■ Work to complete ■
In the text about the Zeigler gift to Bloomsburg University, which campaign was the couple's multi-million-dollar gift part of?

■ Text passage ■

════════════════════

A groundbreaking gift from alums Terry and JoAnn Zeigler won’t just rename the business school at Bloomsburg; it will also elevate the reputation and quality of business education at BU far into the future.
Are business schools still relevant?
That’s an oft-asked question these days, posed by think tanks, research centers and advocacy groups alike. Prospective students are adding their voices to the chorus, wondering if their tuition dollars and years of study will give them an edge in an ever-changing, ever-more-competitive marketplace.
This much is clear: For business schools to retain — some might say regain -— their luster, they must tailor the education they offer to meet the new and evolving demands of the 21st-century workplace.
In short, they must move beyond business as usual.
That’s the vision of Terry ’76 and JoAnn Zeigler ’77, a vision that recently inspired the couple to make a multi-million-dollar gift to Bloomsburg University as part of the It’s Personal campaign.

════════════════════

■ Data shown ■
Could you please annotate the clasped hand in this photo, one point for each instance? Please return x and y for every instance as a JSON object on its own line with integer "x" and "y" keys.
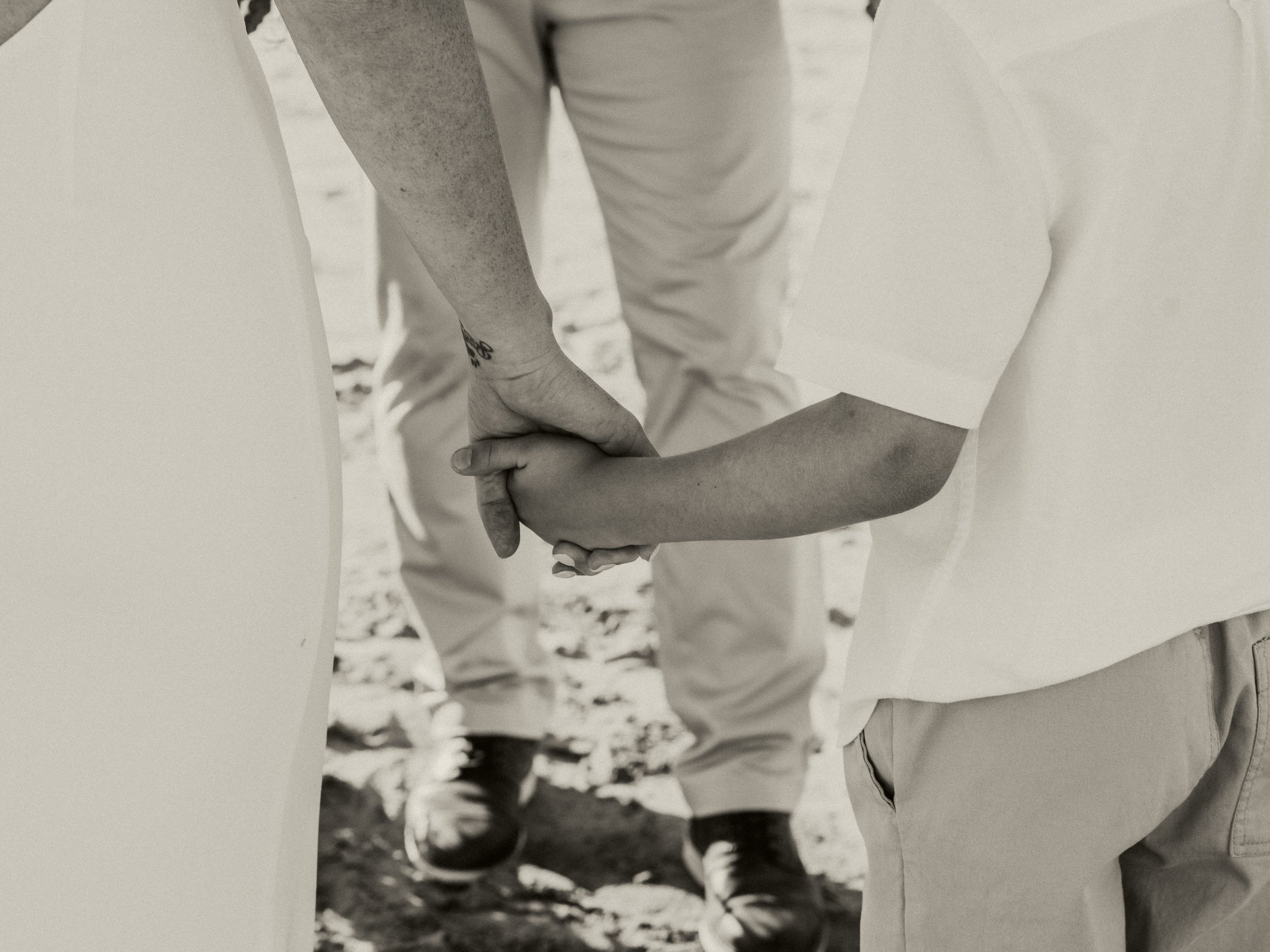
{"x": 553, "y": 398}
{"x": 560, "y": 488}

════════════════════

■ Answer to the task ■
The It's Personal campaign.